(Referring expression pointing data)
──────────────────────────────

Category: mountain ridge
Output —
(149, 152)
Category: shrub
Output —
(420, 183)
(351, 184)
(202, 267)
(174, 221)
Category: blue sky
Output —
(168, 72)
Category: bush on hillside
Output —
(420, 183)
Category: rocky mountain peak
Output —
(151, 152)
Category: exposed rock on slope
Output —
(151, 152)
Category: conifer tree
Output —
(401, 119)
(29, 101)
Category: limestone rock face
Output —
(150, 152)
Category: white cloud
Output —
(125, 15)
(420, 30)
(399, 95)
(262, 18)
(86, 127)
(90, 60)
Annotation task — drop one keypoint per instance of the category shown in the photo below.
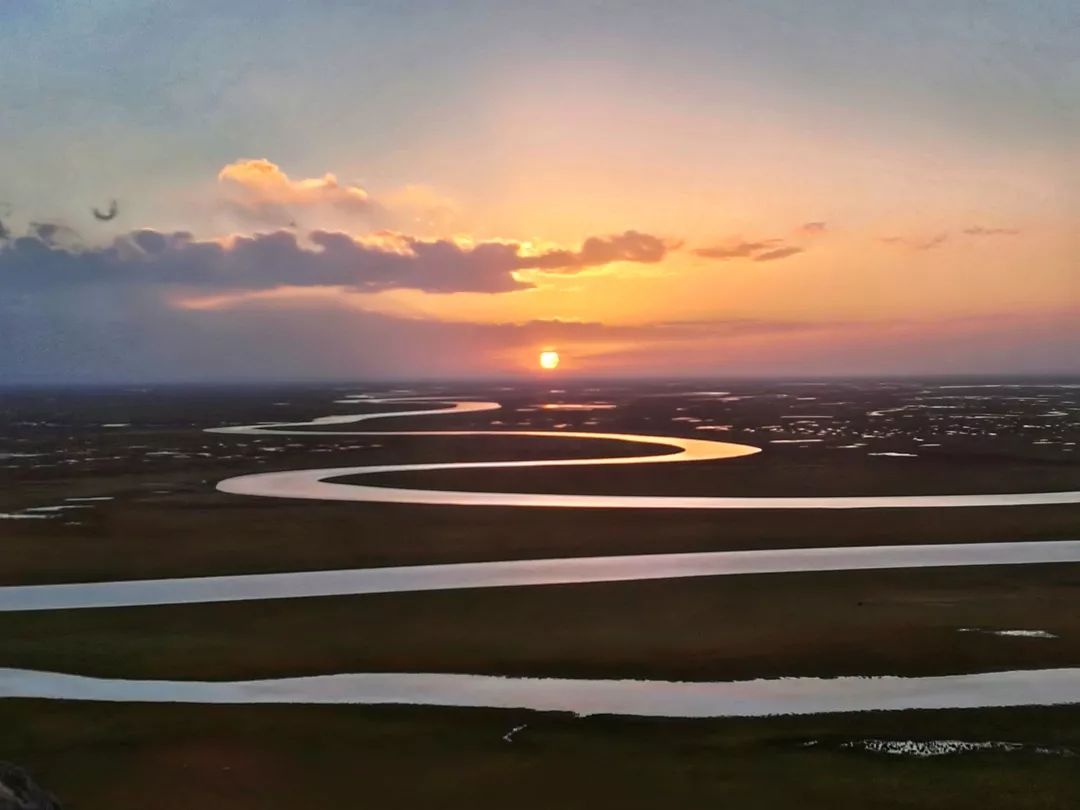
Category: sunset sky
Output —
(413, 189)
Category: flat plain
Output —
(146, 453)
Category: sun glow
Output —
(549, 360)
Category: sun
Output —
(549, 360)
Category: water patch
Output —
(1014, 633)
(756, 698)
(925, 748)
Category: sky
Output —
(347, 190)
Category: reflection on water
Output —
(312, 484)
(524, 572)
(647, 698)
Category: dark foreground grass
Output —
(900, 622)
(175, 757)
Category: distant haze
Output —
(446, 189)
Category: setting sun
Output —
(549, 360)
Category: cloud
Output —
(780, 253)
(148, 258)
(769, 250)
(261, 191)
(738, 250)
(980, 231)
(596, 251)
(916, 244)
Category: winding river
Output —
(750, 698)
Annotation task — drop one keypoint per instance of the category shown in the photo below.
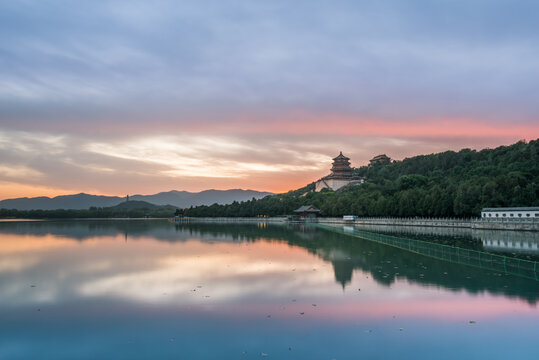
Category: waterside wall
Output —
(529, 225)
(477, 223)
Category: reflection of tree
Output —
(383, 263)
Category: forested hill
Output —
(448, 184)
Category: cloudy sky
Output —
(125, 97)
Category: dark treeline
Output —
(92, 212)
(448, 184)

──────────────────────────────

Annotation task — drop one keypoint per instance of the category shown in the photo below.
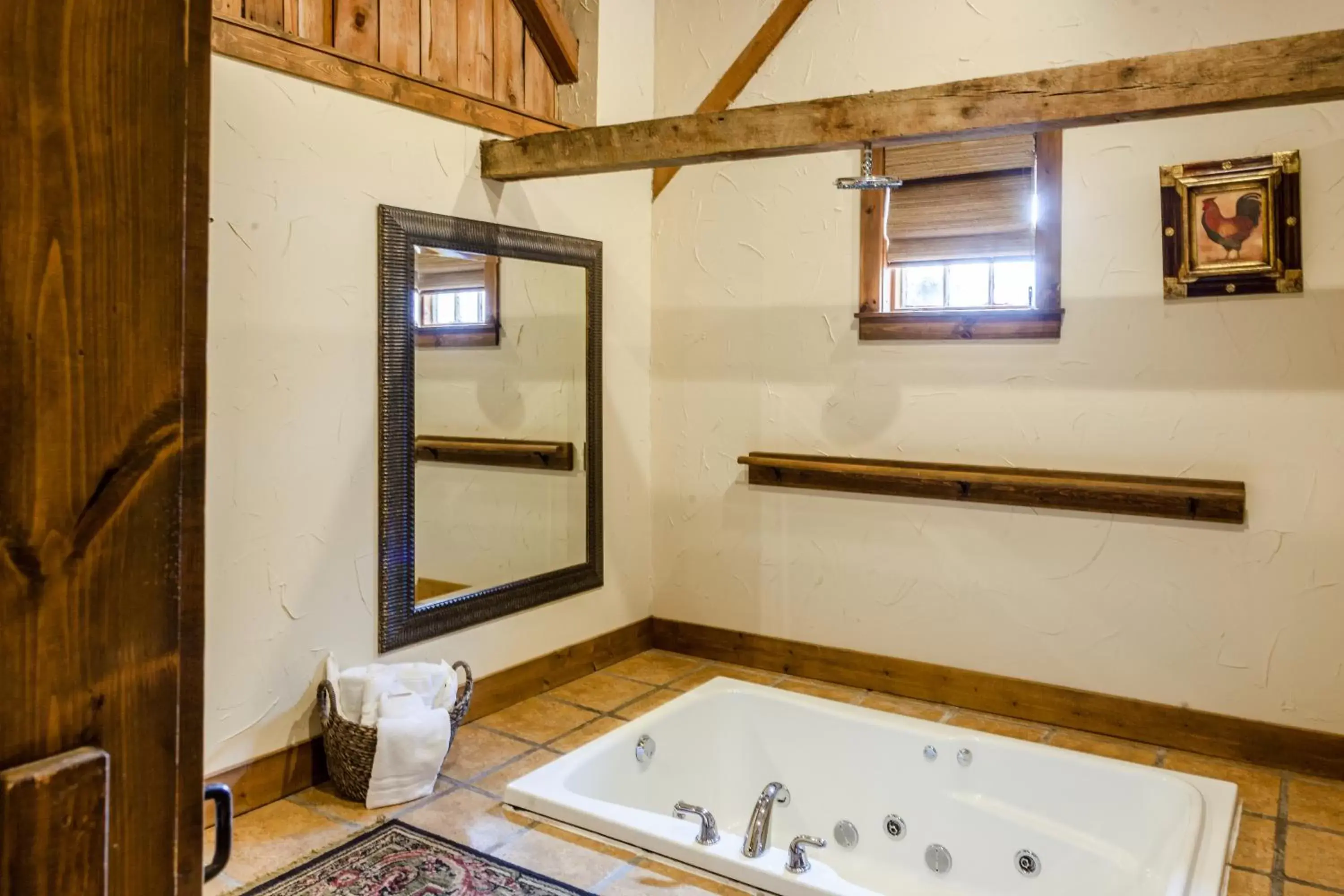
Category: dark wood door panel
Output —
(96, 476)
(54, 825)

──────────────────────────────

Looking through the records, copy out every line in which the word "dark" is found.

Category: dark foreground grass
Category: dark treeline
Category: dark wood door panel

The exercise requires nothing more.